Good Vibrations

So you’re a committed audiophile. You used a laser to precisely toe in your front loudspeakers. You lie awake at night worrying about that 2-dB dip at 9 kHz in your room’s frequency response. You hire Mike Mettler to hand-deliver every issue of S+V. [I aim to please —Ed.] Well, that’s great. But don’t ignore all the other sounds around you that also deserve your obsessive attention.

Increasingly, companies are tuning into sound quality for products that you normally wouldn’t associate with high fidelity. The click of a lipstick tube, the pop when opening a bottle of Snapple, the roar of a lawn mower — you name it, and companies are working to make sure it sounds just so.

When a product makes a sound, we invariably (and usually unconsciously) equate sound quality with product quality. Audio engineer Richard Lyon surveyed 23,000 words in the English language and identified about 1,300 that pertain to sound and about 400 that directly describe sound. Words like bassy, boomy, and bright are familiar ?to audiophiles. But other words like grating, grinding, and groaning are also applicable to many products.

We use sound to form our opinion of a product’s power, reliability, effectiveness, and overall performance. Listen to a vacuum cleaner; you’ll immediately decide whether or not it’s junk. Does the latch on your laptop sound secure or mushy? Does your blender sound powerful or whiny? Heaven forbid that your desk lamp doesn’t switch on with a reassuringly solid click. And let’s not even contemplate the horror of a toilet with an unpersuasive flushing sound.

Car makers are very sound-obsessed. I’ve spent a good deal of my career tuning the sound systems of prototype vehicles to ensure that the sound systems deliver optimal music fidelity. But occasionally my work spills into the vehicle’s distinctly nonmusical sounds. The sound a car door makes when it shuts is a big deal for car companies. Low- pitched and damped = good. High-pitched and ringing = extremely bad. In fact, I’ll bet any amount of money on the following: Blindfolded, I can tell you which of two cars is more expensive just by slamming their doors.

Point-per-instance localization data
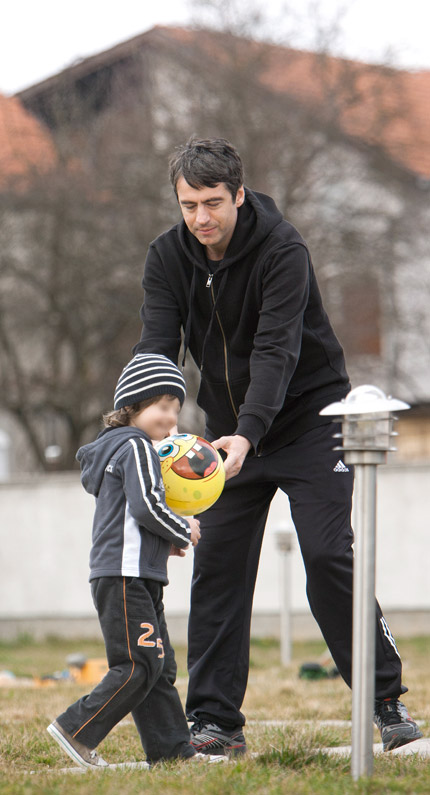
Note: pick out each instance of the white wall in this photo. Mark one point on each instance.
(45, 532)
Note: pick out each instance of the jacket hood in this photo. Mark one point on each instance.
(95, 456)
(257, 216)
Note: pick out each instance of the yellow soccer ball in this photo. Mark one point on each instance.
(193, 473)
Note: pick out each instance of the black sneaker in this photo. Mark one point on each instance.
(208, 738)
(395, 724)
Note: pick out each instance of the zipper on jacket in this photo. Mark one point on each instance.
(225, 350)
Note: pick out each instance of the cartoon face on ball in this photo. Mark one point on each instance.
(193, 473)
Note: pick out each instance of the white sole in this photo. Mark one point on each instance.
(70, 751)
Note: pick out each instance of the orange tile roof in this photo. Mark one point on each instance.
(376, 105)
(25, 146)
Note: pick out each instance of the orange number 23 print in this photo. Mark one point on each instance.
(149, 630)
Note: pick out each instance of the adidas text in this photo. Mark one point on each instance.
(340, 467)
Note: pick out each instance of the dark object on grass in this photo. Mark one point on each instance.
(317, 671)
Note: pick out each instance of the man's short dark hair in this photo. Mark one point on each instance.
(206, 162)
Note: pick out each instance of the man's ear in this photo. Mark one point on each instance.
(240, 196)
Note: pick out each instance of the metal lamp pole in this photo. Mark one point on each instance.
(284, 542)
(367, 430)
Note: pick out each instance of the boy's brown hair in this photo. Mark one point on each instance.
(122, 417)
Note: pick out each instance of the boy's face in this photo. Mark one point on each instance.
(157, 419)
(210, 214)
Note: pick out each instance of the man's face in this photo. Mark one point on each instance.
(210, 214)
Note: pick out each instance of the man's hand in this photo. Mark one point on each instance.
(237, 448)
(195, 530)
(177, 551)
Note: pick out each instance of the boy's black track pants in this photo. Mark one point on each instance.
(226, 563)
(141, 676)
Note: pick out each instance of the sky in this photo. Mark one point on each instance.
(39, 39)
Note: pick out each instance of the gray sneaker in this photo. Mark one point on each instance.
(80, 754)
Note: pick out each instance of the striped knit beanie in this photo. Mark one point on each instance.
(148, 375)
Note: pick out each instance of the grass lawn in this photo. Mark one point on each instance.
(288, 760)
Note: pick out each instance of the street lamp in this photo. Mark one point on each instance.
(367, 431)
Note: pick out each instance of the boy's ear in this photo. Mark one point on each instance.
(240, 196)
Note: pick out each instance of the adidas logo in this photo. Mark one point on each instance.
(340, 467)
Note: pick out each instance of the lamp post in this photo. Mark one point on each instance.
(284, 541)
(367, 431)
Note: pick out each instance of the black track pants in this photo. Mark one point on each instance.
(226, 563)
(141, 676)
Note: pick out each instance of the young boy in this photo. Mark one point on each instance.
(133, 534)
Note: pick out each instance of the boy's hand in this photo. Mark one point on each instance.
(195, 530)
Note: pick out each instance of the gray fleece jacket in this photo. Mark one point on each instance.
(133, 528)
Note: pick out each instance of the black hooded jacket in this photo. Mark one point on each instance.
(133, 528)
(256, 327)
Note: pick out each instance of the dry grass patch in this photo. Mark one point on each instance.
(288, 760)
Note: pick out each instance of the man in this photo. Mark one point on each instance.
(238, 280)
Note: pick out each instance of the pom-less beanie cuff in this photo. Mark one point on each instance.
(148, 375)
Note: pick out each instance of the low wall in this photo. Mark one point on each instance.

#### [Required action 1]
Please output the part of the Good Vibrations text that opens with the words containing "We use sound" and closes with "unpersuasive flushing sound.".
#### [Required action 2]
According to the Good Vibrations text, how many words did Richard Lyon identify that directly describe sound?
The data is separate material from the Good Vibrations text.

#### [Expected output 1]
We use sound to form our opinion of a product’s power, reliability, effectiveness, and overall performance. Listen to a vacuum cleaner; you’ll immediately decide whether or not it’s junk. Does the latch on your laptop sound secure or mushy? Does your blender sound powerful or whiny? Heaven forbid that your desk lamp doesn’t switch on with a reassuringly solid click. And let’s not even contemplate the horror of a toilet with an unpersuasive flushing sound.

#### [Expected output 2]
About 400.